- What is being asked
What lines below contain the word "white"? Please pull each one out.

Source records
++++++
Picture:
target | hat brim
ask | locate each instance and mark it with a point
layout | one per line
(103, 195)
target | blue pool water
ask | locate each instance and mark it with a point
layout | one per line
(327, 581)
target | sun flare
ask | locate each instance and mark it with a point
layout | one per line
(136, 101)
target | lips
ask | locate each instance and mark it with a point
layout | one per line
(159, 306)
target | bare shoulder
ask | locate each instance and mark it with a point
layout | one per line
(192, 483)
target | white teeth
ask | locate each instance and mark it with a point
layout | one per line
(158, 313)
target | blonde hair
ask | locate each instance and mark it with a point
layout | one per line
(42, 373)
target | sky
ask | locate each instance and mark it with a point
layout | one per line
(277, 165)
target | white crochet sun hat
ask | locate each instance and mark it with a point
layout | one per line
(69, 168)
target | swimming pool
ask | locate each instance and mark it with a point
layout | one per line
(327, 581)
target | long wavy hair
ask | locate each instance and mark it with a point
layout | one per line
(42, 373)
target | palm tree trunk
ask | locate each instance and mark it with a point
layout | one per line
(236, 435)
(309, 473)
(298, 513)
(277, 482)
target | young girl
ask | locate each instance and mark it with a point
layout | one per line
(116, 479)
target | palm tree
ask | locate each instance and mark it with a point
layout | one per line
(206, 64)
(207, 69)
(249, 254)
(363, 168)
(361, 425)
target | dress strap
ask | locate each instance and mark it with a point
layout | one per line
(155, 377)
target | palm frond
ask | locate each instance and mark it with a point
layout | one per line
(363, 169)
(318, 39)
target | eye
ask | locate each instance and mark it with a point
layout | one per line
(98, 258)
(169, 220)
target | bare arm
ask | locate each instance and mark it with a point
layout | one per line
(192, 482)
++++++
- Your solution
target | white teeth
target | white crochet sun hat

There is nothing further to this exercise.